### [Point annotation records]
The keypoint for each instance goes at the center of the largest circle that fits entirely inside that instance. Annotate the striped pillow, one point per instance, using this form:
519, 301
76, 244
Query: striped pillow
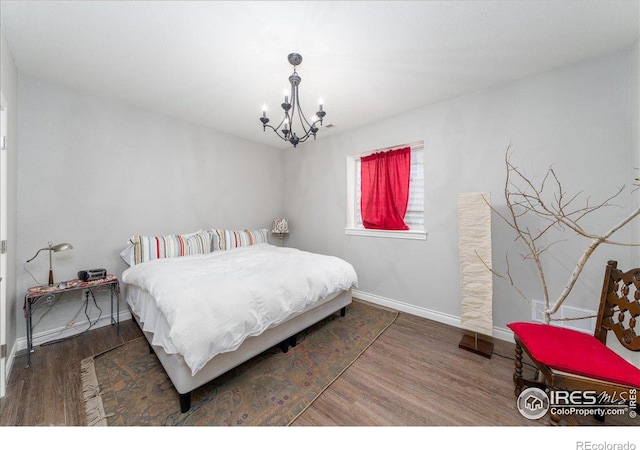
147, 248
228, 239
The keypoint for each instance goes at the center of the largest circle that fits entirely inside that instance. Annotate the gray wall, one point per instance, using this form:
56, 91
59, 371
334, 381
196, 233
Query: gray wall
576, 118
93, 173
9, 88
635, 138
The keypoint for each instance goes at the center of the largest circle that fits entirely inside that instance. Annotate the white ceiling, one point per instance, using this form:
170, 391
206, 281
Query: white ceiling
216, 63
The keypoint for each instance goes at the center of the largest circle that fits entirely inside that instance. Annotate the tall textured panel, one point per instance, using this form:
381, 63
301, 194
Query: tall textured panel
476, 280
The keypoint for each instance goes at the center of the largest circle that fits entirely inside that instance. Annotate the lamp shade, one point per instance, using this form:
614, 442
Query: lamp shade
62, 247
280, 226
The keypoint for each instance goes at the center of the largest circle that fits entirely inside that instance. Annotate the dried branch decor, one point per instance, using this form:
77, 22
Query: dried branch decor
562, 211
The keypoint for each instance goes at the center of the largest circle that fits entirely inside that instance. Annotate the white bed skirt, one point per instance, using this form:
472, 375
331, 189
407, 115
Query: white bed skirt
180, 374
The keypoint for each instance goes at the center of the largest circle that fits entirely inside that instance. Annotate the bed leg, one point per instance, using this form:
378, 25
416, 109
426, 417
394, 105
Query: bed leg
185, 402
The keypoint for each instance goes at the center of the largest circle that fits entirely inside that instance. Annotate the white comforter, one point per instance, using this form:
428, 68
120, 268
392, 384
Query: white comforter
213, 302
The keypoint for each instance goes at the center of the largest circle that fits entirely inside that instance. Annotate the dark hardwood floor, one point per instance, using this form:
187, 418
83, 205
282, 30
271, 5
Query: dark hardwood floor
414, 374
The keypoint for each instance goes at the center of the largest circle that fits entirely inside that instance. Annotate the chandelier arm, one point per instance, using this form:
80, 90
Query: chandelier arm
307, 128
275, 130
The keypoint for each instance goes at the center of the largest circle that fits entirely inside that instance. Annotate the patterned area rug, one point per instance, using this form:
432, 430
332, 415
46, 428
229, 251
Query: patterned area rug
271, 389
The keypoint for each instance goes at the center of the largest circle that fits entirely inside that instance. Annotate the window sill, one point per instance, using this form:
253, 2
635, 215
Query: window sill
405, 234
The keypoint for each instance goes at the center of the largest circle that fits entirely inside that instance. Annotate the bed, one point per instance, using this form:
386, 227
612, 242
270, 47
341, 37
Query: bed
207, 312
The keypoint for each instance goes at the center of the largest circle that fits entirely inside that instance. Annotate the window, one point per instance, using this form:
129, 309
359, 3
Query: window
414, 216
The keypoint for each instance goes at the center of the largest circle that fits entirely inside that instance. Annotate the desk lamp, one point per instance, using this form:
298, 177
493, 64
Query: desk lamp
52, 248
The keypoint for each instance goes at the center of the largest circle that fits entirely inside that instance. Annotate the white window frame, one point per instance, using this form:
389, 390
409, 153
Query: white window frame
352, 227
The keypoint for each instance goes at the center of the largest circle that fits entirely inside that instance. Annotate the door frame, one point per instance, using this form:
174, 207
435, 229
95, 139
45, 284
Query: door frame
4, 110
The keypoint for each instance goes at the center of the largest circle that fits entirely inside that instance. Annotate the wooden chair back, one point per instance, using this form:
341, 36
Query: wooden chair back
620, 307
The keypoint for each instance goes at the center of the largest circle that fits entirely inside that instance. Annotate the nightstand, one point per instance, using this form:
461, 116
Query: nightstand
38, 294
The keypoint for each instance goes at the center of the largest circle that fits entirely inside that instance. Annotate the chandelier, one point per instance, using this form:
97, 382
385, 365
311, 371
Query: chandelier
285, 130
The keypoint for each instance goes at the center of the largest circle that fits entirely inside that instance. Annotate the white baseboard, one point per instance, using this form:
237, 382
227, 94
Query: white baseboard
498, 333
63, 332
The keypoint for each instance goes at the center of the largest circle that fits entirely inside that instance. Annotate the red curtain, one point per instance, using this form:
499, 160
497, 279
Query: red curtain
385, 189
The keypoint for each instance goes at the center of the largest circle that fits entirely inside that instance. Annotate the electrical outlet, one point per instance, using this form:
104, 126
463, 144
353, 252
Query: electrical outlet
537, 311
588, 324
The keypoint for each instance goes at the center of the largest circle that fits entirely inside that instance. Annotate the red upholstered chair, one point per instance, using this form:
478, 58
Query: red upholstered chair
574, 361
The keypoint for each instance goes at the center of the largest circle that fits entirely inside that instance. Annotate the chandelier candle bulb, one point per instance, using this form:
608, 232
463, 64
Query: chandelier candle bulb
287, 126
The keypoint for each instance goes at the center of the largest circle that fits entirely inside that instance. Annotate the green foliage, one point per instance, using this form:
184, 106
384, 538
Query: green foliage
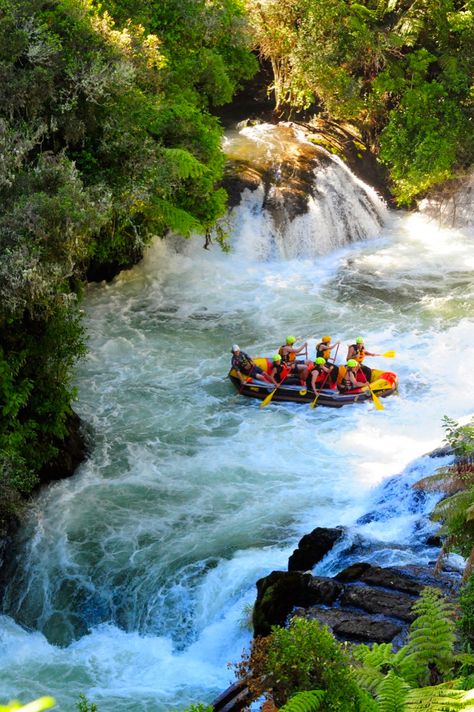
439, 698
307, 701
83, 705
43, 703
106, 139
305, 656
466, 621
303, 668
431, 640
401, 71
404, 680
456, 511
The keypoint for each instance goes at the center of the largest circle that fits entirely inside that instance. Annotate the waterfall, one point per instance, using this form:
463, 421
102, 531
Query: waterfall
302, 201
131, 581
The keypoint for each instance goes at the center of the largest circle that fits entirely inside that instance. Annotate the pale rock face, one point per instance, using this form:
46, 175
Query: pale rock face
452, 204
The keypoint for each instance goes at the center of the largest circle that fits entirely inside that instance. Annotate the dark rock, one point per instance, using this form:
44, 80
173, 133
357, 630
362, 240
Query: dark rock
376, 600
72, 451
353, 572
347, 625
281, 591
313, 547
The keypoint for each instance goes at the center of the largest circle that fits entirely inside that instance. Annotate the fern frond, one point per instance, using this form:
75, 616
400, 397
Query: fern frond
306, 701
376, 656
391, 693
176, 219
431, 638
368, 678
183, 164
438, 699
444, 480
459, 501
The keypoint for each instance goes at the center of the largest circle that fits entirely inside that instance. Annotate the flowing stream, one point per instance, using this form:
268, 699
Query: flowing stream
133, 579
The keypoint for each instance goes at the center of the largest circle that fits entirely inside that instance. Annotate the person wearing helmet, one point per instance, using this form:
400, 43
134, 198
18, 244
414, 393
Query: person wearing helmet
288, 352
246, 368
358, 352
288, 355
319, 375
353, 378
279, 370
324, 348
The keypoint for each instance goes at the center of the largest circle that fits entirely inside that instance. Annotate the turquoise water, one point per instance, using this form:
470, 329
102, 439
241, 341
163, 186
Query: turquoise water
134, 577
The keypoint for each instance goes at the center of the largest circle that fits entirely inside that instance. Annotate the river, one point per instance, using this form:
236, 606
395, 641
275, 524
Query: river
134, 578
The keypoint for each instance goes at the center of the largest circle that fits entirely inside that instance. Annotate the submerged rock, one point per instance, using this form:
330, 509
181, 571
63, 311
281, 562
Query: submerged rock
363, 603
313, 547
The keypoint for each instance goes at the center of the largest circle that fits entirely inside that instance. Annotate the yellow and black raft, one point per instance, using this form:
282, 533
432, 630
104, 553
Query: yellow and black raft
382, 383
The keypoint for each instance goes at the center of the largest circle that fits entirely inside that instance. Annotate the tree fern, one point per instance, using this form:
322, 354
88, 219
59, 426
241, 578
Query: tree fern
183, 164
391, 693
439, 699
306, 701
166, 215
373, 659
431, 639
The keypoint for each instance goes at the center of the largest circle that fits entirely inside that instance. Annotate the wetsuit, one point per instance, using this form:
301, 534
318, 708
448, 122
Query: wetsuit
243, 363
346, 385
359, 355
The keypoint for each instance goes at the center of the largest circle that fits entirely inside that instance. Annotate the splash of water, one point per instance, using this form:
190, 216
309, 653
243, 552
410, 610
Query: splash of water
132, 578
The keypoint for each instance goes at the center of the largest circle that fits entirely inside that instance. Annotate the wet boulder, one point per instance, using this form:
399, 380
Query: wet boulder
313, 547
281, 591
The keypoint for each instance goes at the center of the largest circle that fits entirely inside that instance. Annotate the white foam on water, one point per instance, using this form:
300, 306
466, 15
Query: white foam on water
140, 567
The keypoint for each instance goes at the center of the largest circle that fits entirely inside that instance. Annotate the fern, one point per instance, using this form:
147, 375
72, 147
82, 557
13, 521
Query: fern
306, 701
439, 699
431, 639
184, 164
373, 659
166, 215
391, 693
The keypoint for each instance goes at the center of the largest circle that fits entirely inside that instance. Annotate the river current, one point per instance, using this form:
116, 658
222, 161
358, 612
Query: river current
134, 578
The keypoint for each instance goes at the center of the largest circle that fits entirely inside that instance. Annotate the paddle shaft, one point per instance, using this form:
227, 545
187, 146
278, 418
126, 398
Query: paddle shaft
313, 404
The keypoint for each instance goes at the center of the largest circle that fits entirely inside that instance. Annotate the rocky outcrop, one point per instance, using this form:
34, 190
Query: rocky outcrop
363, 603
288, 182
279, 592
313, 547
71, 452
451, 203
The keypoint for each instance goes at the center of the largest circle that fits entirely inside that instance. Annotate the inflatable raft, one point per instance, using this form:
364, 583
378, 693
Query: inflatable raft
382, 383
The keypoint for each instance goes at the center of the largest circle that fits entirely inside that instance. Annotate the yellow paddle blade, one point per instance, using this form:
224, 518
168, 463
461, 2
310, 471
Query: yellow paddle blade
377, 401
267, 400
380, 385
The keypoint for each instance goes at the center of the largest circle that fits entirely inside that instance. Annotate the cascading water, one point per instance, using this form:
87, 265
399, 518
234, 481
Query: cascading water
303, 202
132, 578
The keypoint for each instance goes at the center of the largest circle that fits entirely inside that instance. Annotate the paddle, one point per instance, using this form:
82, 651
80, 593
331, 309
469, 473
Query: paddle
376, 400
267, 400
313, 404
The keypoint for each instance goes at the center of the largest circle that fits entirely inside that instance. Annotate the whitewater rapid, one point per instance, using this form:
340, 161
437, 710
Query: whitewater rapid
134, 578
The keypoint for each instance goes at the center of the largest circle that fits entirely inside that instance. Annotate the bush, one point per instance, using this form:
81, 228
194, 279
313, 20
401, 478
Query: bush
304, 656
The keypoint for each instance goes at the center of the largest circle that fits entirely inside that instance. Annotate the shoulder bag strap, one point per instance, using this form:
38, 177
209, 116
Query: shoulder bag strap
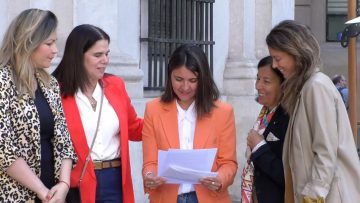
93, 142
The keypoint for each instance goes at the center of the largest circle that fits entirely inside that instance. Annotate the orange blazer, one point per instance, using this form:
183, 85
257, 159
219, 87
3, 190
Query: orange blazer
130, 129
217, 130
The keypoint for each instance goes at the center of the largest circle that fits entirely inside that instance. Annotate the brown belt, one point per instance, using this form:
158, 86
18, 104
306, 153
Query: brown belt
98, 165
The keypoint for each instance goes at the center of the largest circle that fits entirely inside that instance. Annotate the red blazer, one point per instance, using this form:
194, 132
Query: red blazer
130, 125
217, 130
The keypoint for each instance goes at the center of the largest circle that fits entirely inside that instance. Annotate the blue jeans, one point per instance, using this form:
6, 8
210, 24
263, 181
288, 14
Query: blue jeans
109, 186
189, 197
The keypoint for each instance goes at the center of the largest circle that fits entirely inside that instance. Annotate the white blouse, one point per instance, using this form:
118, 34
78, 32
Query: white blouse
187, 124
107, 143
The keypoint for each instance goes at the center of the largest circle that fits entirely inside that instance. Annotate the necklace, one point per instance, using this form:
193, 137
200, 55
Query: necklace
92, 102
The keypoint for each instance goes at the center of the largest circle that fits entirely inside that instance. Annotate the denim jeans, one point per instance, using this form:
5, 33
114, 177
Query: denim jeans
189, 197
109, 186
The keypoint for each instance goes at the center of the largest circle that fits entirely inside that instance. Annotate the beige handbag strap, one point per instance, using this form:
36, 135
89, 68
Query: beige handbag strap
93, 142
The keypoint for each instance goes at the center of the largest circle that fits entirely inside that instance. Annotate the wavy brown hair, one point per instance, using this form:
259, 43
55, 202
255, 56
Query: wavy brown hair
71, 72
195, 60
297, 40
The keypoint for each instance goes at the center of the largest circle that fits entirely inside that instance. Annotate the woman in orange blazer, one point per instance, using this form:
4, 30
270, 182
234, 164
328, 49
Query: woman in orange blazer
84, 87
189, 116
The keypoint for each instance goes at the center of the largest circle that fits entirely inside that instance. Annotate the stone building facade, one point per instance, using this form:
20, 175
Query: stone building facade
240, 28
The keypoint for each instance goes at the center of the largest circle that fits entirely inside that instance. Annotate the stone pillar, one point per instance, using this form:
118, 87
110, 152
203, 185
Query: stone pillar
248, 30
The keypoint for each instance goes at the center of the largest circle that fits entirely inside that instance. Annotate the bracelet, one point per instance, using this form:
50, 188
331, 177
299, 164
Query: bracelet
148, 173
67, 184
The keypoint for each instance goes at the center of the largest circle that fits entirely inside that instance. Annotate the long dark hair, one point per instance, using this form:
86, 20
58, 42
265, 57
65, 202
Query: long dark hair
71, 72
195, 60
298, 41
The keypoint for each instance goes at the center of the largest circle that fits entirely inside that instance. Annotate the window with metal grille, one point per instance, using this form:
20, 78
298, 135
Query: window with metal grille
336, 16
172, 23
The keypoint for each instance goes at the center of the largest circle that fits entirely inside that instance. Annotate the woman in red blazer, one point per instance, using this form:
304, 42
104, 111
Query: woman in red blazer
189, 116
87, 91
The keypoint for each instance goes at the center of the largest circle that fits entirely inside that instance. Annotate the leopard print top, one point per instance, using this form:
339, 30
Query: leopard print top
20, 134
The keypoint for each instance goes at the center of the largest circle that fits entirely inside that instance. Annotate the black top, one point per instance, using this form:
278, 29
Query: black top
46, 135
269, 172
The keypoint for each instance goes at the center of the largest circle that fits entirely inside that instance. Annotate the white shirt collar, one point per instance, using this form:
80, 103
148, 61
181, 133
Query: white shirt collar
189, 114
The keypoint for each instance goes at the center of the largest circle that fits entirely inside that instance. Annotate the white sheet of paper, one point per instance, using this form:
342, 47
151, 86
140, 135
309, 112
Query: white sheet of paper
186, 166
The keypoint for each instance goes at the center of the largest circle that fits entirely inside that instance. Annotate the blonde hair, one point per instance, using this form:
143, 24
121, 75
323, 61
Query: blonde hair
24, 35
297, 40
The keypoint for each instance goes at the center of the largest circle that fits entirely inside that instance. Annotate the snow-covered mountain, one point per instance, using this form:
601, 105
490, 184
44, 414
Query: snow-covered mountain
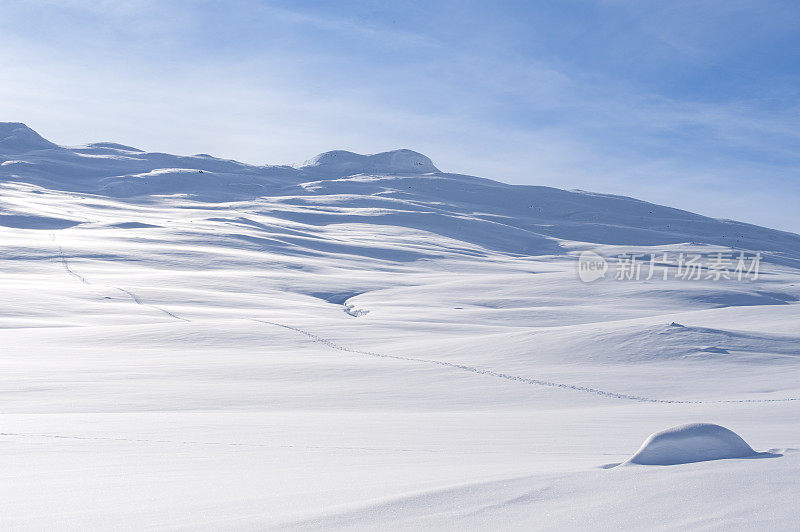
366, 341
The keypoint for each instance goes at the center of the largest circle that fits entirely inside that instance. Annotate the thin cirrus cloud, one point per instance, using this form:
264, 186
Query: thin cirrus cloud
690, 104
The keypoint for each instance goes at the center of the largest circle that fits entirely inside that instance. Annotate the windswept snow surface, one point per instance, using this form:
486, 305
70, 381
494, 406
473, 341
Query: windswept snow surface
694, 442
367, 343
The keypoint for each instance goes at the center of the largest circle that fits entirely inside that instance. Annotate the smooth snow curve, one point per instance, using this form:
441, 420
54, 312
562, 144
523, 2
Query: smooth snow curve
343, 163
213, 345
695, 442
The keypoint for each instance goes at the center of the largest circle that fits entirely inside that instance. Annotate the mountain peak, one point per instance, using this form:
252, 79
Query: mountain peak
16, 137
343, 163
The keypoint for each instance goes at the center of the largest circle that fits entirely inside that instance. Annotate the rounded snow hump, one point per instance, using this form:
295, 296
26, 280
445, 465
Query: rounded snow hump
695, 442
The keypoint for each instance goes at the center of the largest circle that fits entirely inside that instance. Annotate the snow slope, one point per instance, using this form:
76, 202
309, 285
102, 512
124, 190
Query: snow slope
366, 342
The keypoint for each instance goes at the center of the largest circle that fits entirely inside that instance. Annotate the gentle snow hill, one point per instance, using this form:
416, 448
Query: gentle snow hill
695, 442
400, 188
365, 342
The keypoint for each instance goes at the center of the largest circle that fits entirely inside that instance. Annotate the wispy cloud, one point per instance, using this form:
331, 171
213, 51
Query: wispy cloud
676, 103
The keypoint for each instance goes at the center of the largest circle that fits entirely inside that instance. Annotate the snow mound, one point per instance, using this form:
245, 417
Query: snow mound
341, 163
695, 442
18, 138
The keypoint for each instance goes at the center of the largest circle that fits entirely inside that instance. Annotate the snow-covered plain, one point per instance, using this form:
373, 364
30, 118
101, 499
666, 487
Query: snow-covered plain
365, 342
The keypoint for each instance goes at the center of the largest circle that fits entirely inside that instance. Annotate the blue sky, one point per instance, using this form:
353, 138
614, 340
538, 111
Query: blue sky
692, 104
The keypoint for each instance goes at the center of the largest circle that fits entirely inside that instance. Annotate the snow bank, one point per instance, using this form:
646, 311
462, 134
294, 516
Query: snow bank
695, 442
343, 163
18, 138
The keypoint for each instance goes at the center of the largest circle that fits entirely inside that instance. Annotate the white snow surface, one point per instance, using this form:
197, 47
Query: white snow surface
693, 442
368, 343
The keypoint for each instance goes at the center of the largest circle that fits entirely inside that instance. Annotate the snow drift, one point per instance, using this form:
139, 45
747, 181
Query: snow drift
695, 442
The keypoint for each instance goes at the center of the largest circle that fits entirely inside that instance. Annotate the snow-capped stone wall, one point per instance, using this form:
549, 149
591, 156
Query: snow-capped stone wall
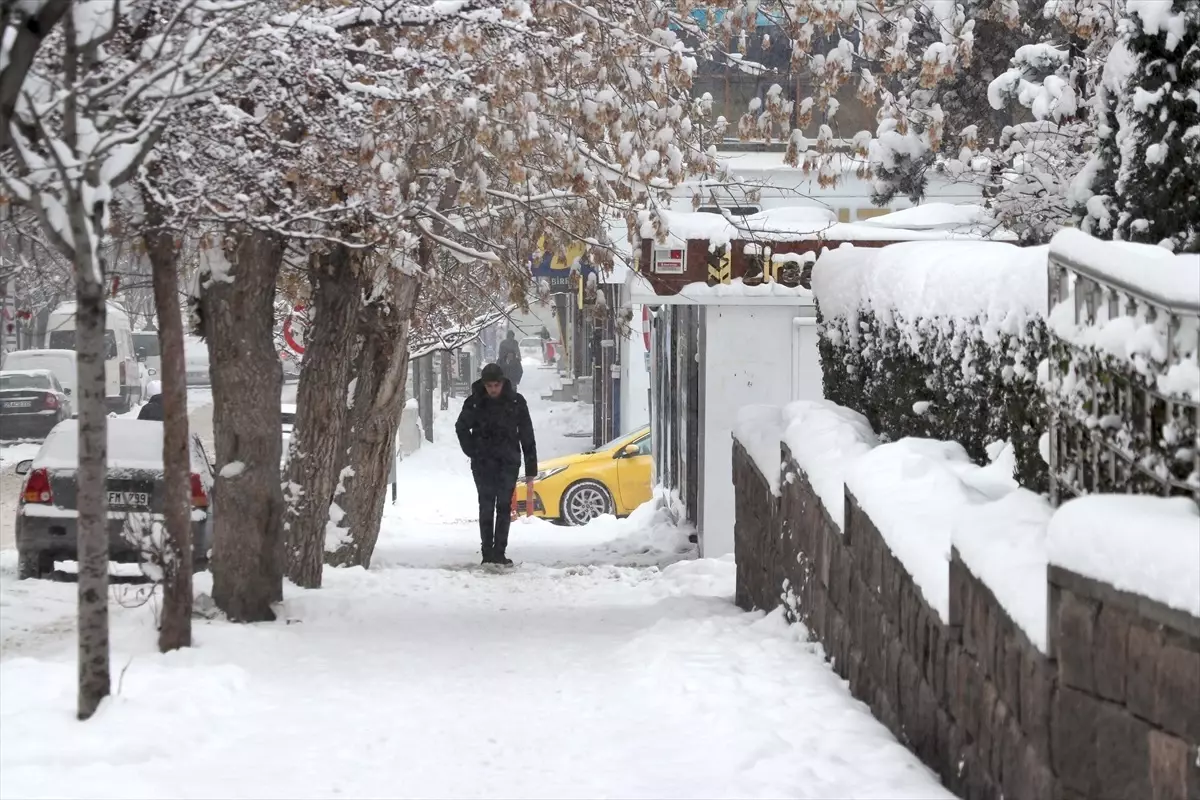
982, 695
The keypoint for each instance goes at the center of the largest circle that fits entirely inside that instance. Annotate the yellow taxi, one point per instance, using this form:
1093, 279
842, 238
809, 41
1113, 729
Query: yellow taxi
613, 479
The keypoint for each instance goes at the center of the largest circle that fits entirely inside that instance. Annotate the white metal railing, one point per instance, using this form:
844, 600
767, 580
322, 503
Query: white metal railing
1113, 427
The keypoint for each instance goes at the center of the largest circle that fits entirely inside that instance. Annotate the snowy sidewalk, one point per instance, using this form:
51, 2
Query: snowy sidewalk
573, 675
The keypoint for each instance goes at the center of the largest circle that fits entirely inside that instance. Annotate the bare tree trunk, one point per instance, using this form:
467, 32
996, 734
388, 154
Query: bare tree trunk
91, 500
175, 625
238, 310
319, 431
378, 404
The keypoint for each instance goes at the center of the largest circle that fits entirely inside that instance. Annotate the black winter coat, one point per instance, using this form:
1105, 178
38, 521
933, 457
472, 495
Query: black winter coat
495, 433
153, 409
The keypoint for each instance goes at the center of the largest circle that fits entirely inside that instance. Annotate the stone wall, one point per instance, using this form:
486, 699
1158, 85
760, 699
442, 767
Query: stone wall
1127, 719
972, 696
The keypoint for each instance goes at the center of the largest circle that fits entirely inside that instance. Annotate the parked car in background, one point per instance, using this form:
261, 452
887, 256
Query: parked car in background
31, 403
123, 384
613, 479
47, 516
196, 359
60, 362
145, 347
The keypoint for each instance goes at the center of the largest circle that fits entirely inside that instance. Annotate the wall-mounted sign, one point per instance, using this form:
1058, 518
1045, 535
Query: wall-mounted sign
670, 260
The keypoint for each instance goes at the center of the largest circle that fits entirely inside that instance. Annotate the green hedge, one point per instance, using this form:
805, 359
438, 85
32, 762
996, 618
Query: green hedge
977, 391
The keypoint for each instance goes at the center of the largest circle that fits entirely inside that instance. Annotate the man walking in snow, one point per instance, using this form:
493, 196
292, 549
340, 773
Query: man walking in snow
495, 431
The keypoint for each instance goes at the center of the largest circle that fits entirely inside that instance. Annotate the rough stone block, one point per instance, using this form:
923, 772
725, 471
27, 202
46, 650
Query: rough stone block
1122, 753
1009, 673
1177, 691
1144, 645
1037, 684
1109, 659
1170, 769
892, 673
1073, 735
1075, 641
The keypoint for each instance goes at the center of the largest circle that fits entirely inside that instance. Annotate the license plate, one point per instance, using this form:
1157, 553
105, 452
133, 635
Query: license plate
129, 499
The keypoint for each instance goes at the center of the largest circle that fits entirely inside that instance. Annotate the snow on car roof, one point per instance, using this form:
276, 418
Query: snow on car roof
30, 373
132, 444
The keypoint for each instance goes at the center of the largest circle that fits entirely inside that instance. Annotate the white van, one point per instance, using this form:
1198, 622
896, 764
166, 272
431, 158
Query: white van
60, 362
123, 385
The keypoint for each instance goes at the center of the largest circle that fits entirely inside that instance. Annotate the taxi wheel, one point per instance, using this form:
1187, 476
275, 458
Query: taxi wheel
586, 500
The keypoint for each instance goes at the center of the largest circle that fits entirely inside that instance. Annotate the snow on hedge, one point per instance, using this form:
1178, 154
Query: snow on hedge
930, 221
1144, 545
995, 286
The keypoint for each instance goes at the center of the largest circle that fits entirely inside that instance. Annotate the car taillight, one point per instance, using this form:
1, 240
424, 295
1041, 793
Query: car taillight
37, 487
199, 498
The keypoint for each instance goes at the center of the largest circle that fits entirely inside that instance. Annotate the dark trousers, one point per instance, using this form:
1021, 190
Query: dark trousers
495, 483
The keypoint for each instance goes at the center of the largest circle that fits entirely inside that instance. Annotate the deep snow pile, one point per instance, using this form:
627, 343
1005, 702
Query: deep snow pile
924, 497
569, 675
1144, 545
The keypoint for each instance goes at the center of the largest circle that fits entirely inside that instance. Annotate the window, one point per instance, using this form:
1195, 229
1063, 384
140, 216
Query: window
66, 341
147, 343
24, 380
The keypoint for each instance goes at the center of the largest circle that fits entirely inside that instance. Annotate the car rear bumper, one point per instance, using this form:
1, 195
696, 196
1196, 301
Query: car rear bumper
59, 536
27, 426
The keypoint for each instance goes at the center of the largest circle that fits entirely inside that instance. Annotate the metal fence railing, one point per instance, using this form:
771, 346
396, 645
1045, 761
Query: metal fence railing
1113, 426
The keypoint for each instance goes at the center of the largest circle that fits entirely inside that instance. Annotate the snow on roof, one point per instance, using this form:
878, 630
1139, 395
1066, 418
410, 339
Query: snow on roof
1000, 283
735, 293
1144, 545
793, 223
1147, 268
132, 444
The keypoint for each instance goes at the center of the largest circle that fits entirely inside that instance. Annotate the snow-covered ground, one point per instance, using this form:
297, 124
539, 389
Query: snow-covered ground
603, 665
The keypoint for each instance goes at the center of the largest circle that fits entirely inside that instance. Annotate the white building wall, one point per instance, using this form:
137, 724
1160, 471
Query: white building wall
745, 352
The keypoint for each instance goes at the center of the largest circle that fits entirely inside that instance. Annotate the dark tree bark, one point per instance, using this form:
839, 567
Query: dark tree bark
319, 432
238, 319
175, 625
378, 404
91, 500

### [To do]
All lines from the one with "snow-covered ground, one" through the final line above are to be quoted exactly; quote no other line.

### [Output for this task]
The keypoint for each instance goes at the center of the largest circle that fits entirely inside that instance. Annotate the snow-covered ground, one point per instance, using this form:
297, 124
539, 389
Query: snow-covered ground
603, 665
The keypoint for each instance goes at the center of the largest circle that fits entirely inside that instance. Annotate the white building wall, one point per instance, using this form:
137, 724
1160, 471
Query: white building wall
745, 352
The keypoint for each instance goes at the center of the largest circle that fits entirely inside that instance. Annotate the dark tree bark, one point per instance, using this form:
839, 567
Query: dark tree bark
319, 432
238, 319
175, 625
378, 404
91, 500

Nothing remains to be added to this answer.